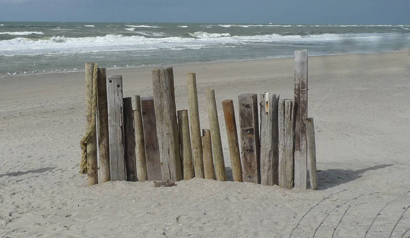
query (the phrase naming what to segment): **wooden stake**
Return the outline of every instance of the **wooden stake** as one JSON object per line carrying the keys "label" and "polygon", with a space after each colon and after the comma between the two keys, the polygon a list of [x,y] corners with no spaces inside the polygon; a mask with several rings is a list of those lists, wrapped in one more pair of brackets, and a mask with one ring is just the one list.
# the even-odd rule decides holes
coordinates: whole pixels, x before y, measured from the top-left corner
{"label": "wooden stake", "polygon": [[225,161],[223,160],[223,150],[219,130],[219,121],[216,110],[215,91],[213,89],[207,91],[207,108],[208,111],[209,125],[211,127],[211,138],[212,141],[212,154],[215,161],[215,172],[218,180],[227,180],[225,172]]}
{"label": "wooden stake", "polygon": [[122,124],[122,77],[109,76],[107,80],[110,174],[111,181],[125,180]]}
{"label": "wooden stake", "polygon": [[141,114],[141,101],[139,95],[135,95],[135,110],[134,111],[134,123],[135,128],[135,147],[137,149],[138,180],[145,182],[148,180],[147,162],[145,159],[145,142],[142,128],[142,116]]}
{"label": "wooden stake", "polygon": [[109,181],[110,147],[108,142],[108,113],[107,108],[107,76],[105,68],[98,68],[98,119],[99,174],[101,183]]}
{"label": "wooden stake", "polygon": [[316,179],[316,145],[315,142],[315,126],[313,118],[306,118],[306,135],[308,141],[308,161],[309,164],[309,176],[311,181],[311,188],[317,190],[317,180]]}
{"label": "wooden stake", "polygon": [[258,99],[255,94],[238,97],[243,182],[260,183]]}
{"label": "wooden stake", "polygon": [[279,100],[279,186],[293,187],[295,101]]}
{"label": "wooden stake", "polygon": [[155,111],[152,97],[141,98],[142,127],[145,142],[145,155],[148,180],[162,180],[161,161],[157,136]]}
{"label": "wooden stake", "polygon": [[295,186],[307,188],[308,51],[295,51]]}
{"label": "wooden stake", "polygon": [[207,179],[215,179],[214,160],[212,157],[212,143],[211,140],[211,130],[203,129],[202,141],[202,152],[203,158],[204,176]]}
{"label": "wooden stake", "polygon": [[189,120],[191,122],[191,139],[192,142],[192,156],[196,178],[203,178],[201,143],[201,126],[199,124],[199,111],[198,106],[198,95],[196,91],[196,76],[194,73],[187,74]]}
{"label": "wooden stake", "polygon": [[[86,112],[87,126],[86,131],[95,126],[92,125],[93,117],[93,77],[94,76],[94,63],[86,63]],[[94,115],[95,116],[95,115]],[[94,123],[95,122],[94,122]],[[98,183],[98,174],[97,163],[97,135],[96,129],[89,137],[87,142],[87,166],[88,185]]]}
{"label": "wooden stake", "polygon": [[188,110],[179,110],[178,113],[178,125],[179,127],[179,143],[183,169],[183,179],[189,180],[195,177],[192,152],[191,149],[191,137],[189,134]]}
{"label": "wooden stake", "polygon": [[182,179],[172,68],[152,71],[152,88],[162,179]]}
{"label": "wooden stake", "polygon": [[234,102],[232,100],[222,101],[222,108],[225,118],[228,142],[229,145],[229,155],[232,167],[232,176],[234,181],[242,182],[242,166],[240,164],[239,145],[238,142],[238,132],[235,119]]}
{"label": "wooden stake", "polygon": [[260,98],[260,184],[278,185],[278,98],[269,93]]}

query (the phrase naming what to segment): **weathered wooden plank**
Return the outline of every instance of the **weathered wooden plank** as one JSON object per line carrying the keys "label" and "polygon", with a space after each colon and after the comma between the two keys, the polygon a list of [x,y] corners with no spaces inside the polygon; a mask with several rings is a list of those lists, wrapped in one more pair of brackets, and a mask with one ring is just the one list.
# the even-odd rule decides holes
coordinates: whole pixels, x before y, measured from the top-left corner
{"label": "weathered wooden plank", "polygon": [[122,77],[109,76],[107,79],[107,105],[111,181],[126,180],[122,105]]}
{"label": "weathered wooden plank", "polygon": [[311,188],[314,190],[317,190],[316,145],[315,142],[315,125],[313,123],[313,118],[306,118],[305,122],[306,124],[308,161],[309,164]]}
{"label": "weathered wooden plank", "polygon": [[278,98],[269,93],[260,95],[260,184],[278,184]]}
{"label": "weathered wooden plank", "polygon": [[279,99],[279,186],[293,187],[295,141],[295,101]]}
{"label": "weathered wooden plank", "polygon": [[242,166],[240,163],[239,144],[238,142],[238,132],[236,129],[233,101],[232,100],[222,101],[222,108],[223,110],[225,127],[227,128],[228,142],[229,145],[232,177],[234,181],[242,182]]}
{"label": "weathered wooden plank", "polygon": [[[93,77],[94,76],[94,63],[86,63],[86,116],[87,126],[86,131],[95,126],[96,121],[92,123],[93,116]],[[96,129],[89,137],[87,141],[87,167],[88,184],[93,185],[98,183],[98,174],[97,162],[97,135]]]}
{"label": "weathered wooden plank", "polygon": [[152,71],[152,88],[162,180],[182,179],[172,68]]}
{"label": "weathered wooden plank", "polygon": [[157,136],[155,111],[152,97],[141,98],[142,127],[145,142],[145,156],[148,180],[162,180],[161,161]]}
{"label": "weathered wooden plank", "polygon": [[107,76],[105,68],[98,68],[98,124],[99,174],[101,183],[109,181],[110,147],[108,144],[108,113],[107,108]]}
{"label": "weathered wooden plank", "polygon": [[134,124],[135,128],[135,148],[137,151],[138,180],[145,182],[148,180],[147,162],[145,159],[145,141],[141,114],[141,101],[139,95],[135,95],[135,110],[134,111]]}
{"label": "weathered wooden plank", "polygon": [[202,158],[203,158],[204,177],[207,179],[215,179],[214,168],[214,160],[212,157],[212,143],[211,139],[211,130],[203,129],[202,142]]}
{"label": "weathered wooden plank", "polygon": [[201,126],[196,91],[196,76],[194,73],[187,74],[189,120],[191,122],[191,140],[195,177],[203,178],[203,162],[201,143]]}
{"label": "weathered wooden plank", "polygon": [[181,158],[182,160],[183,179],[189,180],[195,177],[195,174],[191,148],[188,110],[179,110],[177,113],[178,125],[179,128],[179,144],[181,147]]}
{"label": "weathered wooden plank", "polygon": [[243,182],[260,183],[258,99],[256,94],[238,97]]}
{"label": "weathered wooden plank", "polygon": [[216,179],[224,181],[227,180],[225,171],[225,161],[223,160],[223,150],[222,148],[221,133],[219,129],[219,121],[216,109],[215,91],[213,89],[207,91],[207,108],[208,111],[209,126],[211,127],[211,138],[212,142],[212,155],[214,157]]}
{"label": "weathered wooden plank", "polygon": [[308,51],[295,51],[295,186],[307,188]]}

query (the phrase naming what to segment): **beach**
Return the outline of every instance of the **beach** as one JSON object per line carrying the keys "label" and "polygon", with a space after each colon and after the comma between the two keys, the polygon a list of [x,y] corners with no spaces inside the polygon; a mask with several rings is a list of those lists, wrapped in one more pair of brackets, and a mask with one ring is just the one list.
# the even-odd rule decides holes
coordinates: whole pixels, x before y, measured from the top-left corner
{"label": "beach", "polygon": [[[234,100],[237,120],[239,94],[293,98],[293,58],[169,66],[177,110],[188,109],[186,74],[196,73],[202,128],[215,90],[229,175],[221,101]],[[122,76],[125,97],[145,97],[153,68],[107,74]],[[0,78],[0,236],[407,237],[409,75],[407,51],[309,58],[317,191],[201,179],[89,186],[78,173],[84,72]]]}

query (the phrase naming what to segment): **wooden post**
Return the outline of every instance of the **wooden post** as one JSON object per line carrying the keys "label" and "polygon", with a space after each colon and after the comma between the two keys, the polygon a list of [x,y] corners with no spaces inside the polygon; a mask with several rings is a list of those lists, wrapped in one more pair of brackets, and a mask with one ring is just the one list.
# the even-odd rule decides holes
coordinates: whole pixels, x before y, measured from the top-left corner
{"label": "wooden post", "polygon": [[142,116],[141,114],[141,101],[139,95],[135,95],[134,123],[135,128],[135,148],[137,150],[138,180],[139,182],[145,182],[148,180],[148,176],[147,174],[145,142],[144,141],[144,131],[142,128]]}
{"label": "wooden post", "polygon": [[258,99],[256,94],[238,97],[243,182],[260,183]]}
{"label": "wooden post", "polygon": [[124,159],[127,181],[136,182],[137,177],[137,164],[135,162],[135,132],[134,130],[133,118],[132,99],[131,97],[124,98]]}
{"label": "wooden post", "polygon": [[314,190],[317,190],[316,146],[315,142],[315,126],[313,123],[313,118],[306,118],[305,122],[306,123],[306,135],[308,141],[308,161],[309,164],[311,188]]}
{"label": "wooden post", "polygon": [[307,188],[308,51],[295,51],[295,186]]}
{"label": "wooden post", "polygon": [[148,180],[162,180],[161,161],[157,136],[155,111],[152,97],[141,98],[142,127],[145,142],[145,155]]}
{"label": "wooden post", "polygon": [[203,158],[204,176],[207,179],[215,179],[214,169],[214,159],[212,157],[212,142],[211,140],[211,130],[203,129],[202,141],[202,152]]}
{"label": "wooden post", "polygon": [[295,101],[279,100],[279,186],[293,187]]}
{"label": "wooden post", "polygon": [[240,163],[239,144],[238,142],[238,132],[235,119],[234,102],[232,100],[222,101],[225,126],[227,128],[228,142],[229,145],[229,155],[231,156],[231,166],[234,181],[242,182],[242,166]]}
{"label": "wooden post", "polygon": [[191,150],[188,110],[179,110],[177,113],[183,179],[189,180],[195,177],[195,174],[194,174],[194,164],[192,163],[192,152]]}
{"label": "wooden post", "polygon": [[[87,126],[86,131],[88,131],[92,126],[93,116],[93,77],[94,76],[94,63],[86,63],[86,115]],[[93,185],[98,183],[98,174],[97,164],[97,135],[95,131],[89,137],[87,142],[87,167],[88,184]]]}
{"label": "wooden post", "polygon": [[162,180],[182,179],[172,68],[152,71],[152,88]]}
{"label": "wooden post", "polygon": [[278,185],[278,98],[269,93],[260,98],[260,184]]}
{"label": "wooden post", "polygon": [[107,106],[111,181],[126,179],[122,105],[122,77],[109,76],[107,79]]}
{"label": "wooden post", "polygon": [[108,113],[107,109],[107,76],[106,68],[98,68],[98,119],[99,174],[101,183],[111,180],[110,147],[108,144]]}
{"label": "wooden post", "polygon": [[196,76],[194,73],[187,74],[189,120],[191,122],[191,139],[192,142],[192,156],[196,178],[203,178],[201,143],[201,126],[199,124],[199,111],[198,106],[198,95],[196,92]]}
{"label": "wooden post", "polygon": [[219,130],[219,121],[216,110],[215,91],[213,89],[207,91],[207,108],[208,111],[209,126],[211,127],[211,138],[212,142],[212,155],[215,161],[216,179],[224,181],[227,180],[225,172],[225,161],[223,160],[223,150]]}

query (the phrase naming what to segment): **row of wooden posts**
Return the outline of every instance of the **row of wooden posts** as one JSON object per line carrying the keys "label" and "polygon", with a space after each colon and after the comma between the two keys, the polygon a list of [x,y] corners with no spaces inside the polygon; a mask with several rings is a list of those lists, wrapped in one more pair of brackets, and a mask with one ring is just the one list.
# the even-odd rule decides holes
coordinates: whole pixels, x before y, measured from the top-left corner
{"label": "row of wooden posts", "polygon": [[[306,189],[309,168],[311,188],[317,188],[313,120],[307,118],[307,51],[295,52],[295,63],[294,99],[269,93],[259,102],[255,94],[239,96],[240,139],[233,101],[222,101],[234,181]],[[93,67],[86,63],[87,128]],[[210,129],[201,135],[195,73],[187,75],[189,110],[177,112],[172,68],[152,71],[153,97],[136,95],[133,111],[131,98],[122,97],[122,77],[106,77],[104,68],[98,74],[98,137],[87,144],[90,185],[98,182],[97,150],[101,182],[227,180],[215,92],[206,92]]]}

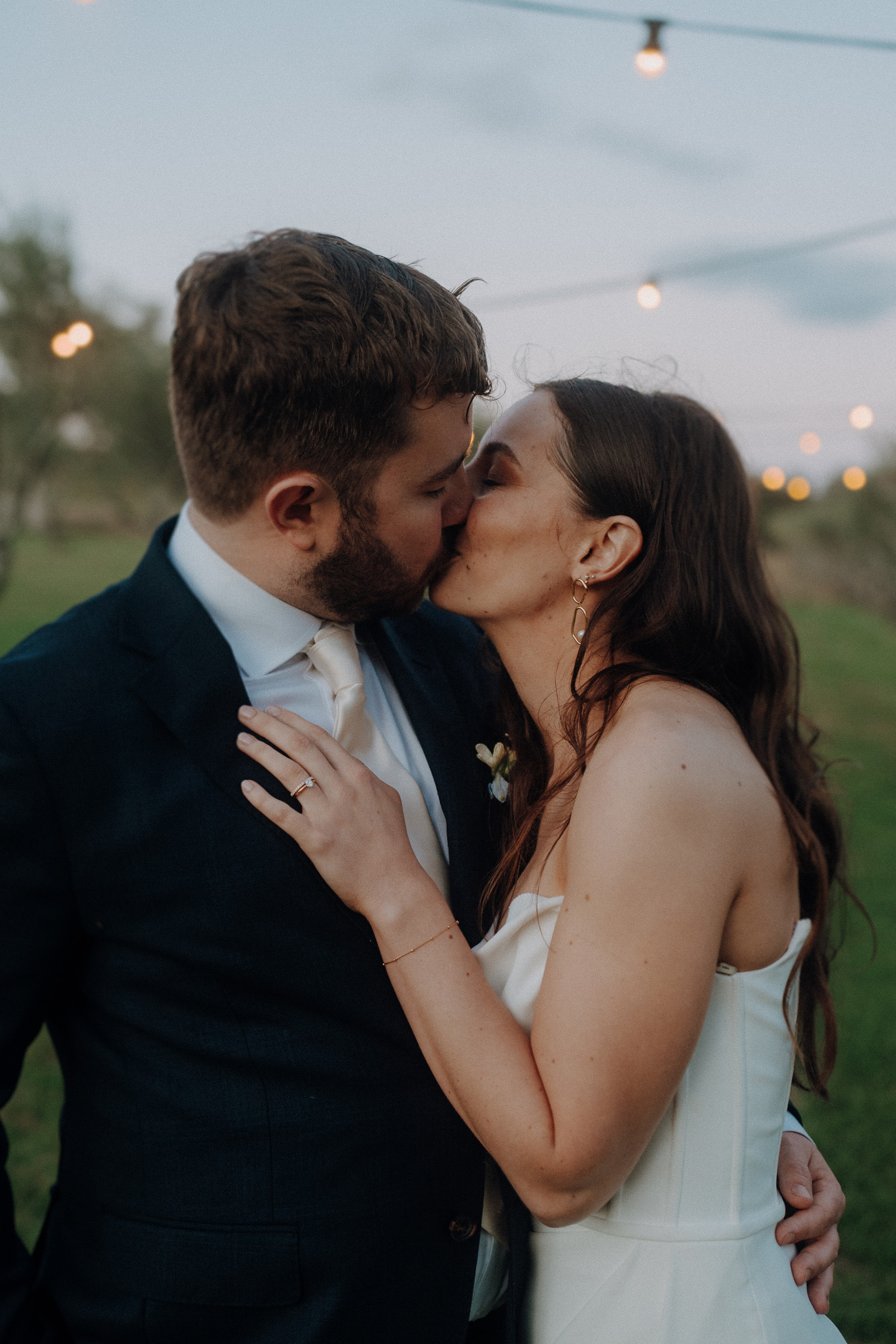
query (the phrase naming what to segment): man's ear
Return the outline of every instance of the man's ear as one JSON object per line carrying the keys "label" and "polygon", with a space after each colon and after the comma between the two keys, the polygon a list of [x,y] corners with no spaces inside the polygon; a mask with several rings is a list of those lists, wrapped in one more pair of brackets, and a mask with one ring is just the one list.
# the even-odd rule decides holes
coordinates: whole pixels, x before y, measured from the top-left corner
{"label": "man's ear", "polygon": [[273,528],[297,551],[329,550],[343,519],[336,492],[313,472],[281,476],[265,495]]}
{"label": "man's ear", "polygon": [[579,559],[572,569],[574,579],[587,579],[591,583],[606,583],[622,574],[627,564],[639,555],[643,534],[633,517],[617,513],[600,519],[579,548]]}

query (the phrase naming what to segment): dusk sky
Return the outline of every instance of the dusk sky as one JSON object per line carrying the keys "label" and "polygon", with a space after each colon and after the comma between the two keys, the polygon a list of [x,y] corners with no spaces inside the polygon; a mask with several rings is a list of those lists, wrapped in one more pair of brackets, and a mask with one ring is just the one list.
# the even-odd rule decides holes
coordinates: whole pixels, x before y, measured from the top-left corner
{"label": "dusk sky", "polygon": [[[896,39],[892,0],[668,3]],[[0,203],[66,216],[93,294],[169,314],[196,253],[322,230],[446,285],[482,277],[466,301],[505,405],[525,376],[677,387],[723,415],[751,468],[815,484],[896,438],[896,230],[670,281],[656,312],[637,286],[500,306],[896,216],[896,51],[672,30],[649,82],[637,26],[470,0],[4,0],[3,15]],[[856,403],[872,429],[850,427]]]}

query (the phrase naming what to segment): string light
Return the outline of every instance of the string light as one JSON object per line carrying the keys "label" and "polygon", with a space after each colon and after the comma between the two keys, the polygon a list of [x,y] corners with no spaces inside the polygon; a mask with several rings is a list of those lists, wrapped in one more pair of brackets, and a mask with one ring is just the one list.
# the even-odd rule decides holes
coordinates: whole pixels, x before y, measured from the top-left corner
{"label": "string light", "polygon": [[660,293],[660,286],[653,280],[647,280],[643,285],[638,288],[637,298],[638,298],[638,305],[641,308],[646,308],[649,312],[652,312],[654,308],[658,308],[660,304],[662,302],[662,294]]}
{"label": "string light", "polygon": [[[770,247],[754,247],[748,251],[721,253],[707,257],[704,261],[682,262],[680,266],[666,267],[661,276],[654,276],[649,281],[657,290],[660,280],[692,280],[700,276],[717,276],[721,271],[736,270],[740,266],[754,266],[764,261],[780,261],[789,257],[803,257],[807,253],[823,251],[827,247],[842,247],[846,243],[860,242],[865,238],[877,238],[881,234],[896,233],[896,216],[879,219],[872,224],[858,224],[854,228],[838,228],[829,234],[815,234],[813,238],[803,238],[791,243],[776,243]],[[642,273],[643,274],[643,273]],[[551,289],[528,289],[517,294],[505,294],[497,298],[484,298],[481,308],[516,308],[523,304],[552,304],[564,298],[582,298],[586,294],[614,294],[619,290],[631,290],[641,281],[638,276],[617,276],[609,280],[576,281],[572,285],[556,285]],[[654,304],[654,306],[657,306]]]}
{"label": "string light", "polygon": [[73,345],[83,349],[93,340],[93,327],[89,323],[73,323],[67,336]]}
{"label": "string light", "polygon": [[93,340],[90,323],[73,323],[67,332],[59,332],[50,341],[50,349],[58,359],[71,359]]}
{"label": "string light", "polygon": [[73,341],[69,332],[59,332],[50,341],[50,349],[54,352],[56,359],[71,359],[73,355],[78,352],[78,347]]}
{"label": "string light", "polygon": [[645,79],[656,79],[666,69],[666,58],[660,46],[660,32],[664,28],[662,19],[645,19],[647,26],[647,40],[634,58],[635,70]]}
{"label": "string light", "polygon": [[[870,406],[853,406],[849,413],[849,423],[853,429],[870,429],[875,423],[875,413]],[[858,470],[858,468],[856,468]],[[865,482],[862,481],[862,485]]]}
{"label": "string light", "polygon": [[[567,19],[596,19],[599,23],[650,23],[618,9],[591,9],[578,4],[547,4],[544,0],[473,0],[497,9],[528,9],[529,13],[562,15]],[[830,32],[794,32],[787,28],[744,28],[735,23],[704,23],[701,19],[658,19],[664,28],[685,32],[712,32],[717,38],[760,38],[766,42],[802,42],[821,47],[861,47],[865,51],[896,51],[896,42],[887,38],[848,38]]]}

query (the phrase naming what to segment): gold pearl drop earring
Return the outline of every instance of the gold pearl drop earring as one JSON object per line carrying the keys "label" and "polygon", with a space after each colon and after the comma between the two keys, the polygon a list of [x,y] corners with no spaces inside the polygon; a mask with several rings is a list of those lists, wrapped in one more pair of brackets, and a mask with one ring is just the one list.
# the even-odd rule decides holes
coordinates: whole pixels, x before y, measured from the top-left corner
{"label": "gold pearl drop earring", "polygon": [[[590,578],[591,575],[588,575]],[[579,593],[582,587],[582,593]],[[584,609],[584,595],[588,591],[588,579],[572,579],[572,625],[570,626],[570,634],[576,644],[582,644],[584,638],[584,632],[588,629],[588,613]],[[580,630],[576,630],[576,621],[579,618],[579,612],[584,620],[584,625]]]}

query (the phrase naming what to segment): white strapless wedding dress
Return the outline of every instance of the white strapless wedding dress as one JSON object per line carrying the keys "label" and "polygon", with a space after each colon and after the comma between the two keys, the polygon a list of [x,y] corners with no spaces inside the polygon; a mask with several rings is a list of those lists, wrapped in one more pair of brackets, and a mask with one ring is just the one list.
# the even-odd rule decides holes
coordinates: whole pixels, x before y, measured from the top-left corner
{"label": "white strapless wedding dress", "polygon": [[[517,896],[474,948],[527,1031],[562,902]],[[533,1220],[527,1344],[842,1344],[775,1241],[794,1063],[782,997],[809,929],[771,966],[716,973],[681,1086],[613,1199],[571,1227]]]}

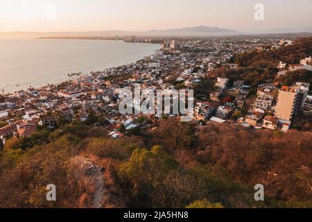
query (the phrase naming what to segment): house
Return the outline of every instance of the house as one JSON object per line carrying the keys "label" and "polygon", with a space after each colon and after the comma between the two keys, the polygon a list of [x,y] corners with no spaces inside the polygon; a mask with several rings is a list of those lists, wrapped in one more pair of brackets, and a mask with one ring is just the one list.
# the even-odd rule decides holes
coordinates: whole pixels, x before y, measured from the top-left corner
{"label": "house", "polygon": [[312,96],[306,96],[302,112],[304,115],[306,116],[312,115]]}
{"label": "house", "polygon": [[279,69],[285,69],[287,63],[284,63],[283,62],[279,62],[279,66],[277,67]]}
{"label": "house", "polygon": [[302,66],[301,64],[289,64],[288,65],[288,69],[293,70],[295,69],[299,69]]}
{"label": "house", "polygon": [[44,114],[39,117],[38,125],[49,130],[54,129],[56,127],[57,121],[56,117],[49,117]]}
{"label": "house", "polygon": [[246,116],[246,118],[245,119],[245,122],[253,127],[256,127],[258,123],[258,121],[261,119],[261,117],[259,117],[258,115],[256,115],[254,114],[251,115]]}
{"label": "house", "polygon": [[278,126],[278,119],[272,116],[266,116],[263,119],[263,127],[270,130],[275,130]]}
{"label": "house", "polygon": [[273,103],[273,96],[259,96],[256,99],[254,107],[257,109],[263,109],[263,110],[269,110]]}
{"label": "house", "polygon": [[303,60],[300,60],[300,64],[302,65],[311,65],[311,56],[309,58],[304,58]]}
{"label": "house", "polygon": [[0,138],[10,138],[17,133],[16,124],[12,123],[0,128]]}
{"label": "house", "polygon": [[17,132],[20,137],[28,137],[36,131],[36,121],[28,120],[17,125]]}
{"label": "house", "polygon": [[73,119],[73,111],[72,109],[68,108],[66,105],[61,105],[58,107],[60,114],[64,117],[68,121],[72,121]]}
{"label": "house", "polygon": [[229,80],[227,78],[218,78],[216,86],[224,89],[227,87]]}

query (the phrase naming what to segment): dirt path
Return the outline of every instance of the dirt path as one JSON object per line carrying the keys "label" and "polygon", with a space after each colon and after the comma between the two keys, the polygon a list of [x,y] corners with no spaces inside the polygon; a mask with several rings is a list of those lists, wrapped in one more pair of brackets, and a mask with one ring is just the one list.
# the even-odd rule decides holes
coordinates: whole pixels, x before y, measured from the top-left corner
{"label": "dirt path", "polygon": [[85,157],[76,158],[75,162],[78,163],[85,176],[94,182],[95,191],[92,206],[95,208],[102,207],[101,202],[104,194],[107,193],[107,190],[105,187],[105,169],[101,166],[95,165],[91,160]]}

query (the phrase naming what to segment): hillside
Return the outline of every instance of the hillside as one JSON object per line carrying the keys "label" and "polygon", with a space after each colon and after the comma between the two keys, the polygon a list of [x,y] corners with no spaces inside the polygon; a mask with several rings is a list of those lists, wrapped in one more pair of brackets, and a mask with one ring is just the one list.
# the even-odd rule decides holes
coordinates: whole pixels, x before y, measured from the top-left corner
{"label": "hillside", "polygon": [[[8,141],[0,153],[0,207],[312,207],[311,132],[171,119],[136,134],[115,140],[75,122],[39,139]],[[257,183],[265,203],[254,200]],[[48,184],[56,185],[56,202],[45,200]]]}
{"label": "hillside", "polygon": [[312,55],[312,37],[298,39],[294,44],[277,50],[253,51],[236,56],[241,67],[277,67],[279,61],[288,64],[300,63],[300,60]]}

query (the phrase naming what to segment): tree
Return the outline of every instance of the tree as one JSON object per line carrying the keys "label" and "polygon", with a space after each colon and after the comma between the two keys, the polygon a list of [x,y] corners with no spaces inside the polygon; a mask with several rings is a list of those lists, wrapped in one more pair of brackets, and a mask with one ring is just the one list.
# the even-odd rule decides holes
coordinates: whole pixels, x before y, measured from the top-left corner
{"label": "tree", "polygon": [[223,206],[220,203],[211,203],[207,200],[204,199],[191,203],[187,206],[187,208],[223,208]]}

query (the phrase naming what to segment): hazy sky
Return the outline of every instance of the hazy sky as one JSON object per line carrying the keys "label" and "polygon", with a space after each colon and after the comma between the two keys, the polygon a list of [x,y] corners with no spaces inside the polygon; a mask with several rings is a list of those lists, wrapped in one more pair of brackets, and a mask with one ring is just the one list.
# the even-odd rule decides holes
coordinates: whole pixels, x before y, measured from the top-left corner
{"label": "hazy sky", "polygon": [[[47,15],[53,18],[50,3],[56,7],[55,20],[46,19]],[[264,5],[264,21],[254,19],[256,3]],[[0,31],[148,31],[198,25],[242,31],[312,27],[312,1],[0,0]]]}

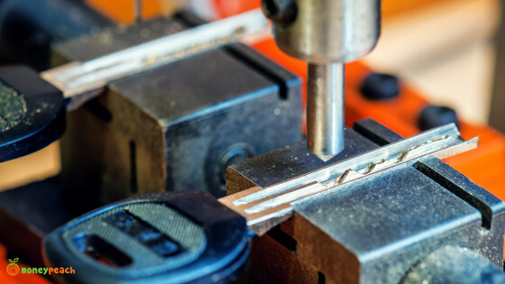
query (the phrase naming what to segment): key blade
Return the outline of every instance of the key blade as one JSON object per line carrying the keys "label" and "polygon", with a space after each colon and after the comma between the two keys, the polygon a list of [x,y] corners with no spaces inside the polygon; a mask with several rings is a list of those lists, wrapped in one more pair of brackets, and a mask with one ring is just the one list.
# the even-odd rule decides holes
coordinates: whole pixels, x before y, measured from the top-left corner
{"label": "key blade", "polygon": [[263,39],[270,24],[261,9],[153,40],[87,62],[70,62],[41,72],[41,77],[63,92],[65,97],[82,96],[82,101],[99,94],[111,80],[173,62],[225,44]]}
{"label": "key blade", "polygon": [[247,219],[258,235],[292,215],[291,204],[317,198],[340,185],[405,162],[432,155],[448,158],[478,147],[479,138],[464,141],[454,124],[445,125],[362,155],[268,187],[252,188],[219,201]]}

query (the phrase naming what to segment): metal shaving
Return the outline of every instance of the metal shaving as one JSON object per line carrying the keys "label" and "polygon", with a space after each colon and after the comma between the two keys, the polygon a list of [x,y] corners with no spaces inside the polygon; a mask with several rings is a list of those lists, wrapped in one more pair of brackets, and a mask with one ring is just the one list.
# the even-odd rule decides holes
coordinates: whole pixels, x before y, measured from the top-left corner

※

- Exercise directions
Repeat, exactly and only, the lines above from the one containing "query (the phrase naming what to segment): metal" through the end of the material.

- Answer to this exercise
query (the phrase naming what to segment): metal shaving
Return the outline of every instance of the metal shaving as one JSON object per line carrying the keys "label" and "polygon", with a space after each colon and after the comma between the two keys, the polygon a list of [x,y] corners with no spaces inside the polygon; a mask with several rings is a list of those lists, wrapped in one more pair of brackets, and a mask with one ring is just the one list.
# the even-odd rule decides holes
coordinates: whole pixels, x before y, measured from the top-left corner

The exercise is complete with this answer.